== Selected extract ==
*-*-*

Next, we can allow ACPI to be used as the idle manager for the CPU (Processor). This will cause the processor to enter the ACPI C2 and C3 states when idle. This will save power and reduce the temperature of the CPU chip. Processors only idle when they are 100% free. No application must request CPU resources for a set period of time.
There are four CPU power states – C0, C1, C2, and C3. C0 is the active operating state. C1 (Halt) is an active state that is not executing instructions, but can do so instantly. C2 (Stop-Clock) is a powered down state. C3 (Sleep) is more powered down than C2. In C3, the cache is now longer synchronized or managed until the CPU leaves this state. There is a fifth state called C1E (Enhanced Halt State) that has lower power consumption.
If the IPMI driver is enabled, then ACPI can access the BMC controller (IPMI). A Baseboard Management Controller is a microcontroller that manages the connection between the software and hardware. The Intelligent Platform Management Interface (IPMI) is a framework for managing the computer through a direct network at the hardware level rather than going through a login shell or the operating system.
The ACPI v4.0 process aggregator allows the kernel to apply a CPU configuration to all processors on the system (Processor Aggregator). As of ACPI v4.0, only idling can be configured with this method.
After that, the ACPI thermal zone can be enabled (Thermal Zone). Most hardware supports this feature. This allows the fan's power to be managed by ACPI.
A custom DSDT can be linked to the kernel if this option is enabled (Custom DSDT Table file to include). In this setting, the developer must include the full path name to the file. The Differentiated System Description Table is a file that contains the system's information for supported power events. It is not required to enter a path name. These tables exist on the firmware. The kernel will handle this for you. The main purpose for this is if a developer need to use tables that are different from ones that are built-in to a device.
Arbitrary ACPI tables can be overridden using initrd (ACPI tables override via initrd). ACPI tables are basically rules and instructions on how to control and interact with the hardware.
Like all other parts of the kernel, the ACPI system can also generate debugging messages (Debug Statements). Like other debugging features, you may want to disable this and save about fifty kilobytes.
Enabling this next feature will create files (/sys/bus/pci/slots/) for each PCI slot detected on the system (PCI slot detection driver). A PCI slot is a port on a PCI motherboard that allows users to attach other PC devices. PCI is a type of motherboard. PCI refers to the way the components communicate with one another. Some applications may need these files.
The power management timer is another power-managing system (Power Management Timer Support). This is one of many system timers for keeping track of time. This one requires less power. The processor idling, voltage/frequency scaling, and throttling do not effect this timer. Numerous systems require this feature to be enabled.
Next, ACPI module and container device drivers can be enabled (Container and Module Devices). This enables hotplug support for processors, memory, and nodes. This is needed for NUMA systems.
This following driver offers support for ACPI memory hotplugging (Memory Hotplug). Some devices will not support hotpluggable memory even with this driver enabled. If this driver is added as a module, the module will be called acpi_memhotplug.

*-*-*

== Source data ==
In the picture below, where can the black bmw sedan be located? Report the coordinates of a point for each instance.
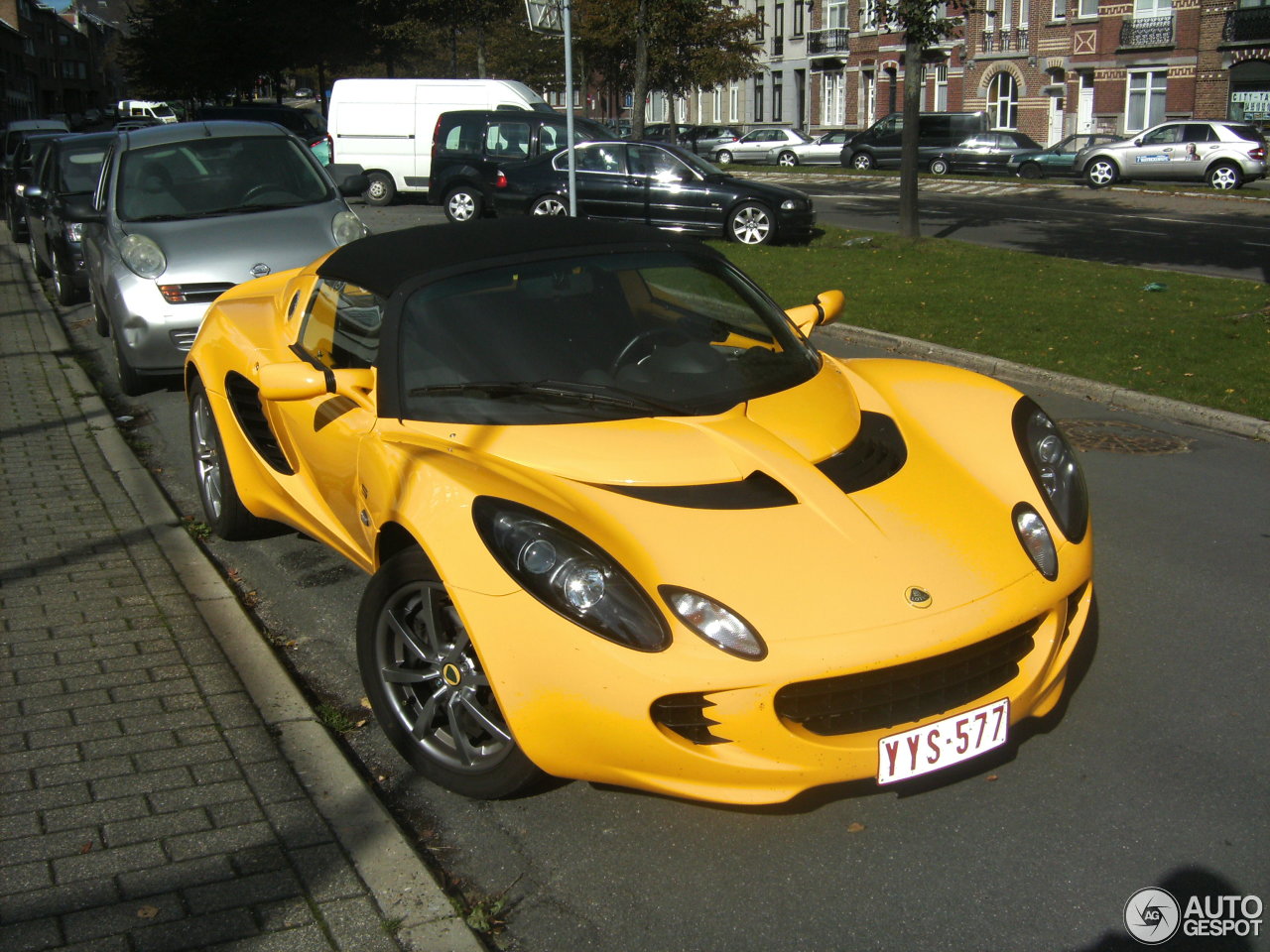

*-*-*

== Given task ==
From the ACPI kernel options text, copy word for word the passage from "The power management" to "to be enabled.".

== Reply ==
The power management timer is another power-managing system (Power Management Timer Support). This is one of many system timers for keeping track of time. This one requires less power. The processor idling, voltage/frequency scaling, and throttling do not effect this timer. Numerous systems require this feature to be enabled.